■ **DATA RECORDS**:
○ ○ ○ ○ ○
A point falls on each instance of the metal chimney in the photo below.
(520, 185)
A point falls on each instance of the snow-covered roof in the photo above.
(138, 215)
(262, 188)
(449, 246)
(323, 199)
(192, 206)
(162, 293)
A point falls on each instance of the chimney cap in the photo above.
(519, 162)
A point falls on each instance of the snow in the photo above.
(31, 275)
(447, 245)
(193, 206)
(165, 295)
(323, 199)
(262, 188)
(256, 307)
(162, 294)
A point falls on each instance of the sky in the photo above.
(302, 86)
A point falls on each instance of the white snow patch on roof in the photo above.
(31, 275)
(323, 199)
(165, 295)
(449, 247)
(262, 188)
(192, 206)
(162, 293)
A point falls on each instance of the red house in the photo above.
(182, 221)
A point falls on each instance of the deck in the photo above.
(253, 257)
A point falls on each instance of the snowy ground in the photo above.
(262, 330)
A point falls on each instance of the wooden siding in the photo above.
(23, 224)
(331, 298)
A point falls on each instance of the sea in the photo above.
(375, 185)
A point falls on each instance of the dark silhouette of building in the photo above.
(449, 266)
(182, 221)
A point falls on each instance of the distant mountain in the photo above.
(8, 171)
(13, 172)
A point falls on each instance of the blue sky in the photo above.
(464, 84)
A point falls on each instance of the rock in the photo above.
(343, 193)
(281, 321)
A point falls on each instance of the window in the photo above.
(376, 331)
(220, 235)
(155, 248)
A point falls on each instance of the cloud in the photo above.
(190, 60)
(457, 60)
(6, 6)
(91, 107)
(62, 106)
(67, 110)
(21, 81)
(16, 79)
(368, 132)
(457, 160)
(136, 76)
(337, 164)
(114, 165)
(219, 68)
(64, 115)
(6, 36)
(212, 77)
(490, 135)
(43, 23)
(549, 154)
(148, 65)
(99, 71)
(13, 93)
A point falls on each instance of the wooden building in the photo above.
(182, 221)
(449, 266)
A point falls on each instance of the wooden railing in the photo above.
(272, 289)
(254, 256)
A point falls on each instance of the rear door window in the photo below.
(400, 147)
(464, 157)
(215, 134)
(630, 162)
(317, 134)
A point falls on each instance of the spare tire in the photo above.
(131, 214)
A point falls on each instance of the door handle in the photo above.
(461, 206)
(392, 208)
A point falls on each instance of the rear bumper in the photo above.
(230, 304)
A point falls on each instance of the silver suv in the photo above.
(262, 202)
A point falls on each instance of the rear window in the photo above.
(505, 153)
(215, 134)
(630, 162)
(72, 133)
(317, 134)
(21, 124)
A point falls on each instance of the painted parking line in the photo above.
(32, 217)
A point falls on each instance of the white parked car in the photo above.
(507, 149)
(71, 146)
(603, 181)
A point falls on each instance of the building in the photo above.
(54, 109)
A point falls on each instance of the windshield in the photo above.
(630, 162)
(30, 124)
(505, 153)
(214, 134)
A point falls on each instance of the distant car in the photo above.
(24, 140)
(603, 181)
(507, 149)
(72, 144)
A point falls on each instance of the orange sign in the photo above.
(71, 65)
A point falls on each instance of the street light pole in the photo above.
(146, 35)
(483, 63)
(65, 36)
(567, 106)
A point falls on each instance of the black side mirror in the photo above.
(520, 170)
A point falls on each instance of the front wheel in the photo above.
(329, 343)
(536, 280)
○ ○ ○ ○ ○
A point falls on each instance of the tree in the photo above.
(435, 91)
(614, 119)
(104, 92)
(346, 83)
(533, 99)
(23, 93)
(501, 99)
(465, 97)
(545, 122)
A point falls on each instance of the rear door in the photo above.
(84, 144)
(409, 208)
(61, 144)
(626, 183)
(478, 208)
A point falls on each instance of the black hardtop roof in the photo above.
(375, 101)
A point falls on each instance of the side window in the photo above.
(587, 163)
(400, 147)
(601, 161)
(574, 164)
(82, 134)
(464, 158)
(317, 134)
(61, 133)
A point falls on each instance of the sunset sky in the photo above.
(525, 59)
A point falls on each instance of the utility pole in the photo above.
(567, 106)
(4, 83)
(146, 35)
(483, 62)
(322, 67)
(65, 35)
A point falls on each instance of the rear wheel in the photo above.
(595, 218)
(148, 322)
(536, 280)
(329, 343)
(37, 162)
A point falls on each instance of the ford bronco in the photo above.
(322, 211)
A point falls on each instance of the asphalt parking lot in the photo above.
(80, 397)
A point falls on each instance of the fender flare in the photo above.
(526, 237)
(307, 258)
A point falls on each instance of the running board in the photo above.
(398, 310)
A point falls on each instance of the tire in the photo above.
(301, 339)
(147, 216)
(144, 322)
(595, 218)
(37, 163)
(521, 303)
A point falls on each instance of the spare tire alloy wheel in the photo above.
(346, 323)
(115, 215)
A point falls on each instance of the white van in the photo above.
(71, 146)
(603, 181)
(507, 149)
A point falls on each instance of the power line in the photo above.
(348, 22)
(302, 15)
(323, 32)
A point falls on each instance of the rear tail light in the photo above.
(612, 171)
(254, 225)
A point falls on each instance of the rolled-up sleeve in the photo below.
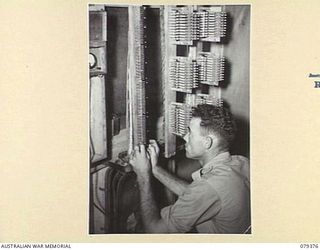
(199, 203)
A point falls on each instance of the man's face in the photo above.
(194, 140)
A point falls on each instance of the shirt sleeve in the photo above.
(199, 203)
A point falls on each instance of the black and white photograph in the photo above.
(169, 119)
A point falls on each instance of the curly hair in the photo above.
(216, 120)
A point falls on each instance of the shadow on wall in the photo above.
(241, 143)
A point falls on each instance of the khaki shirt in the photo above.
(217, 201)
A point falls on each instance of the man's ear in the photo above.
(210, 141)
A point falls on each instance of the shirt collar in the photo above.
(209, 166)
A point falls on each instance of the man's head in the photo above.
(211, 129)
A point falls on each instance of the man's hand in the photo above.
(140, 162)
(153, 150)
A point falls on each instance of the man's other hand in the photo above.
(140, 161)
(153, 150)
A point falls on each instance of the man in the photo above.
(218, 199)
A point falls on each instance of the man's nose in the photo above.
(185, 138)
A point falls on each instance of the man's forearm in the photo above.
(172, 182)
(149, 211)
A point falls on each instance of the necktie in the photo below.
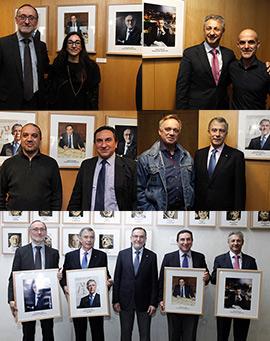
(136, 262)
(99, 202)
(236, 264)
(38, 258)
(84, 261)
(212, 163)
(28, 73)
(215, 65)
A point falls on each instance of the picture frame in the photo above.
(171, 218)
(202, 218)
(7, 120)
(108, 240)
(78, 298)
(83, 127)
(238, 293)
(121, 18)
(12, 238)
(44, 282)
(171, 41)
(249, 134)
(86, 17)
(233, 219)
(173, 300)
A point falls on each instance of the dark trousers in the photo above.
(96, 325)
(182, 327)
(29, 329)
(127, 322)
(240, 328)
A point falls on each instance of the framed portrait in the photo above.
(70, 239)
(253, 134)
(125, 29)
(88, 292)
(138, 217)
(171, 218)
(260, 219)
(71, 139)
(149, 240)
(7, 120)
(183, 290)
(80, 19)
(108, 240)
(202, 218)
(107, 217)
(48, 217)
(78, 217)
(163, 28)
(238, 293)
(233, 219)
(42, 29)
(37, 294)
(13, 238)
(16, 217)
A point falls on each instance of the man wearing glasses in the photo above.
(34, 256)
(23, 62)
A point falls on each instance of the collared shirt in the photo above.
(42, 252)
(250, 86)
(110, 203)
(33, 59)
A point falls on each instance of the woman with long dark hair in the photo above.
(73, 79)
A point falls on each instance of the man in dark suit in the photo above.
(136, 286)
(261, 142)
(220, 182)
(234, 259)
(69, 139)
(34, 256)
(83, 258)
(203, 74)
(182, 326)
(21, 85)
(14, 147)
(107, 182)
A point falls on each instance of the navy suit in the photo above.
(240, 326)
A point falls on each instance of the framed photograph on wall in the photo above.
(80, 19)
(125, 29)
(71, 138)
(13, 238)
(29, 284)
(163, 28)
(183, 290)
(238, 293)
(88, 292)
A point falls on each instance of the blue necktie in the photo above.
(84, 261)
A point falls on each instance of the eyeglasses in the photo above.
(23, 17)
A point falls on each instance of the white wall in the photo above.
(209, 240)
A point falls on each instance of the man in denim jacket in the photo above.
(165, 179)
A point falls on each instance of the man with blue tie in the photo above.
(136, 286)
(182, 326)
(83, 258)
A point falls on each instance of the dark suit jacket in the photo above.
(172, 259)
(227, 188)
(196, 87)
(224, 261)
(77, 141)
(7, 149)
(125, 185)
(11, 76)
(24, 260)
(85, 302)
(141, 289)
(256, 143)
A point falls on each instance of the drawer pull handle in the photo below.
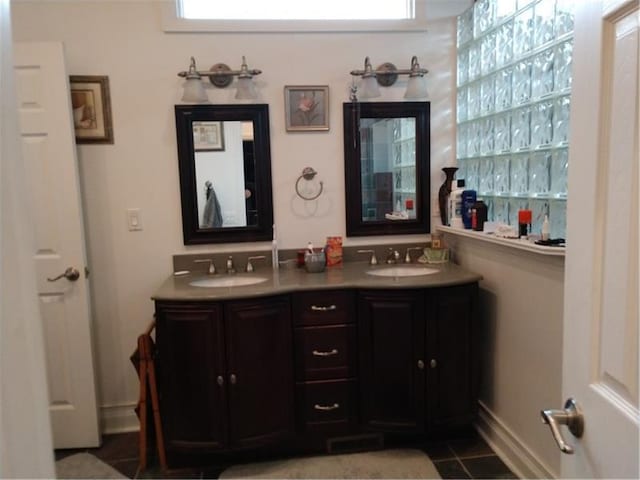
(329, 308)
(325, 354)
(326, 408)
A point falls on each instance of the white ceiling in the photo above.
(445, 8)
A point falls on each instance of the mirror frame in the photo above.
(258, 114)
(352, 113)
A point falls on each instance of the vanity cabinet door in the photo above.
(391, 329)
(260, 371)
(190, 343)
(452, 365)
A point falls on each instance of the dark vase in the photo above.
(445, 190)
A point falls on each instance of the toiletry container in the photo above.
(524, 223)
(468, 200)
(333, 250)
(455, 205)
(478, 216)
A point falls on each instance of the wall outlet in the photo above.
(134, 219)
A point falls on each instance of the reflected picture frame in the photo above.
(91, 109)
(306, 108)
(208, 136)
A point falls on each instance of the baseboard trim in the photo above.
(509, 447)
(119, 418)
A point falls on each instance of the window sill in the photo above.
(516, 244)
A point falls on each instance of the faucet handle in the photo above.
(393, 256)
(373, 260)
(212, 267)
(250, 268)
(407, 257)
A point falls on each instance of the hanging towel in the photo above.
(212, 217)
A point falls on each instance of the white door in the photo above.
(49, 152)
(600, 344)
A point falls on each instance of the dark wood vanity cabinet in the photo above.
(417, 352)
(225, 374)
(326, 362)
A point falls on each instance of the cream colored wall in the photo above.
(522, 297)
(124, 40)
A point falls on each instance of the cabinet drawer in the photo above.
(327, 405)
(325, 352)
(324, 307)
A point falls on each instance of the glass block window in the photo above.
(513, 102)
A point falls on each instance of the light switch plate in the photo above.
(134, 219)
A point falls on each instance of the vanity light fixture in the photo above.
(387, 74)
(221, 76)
○ ○ ○ ○ ○
Gather every line from the rows above that contains the word "side".

A point falls on each instance of the black side mirror in the photo above.
A point falls on each instance of the side window in the photo above.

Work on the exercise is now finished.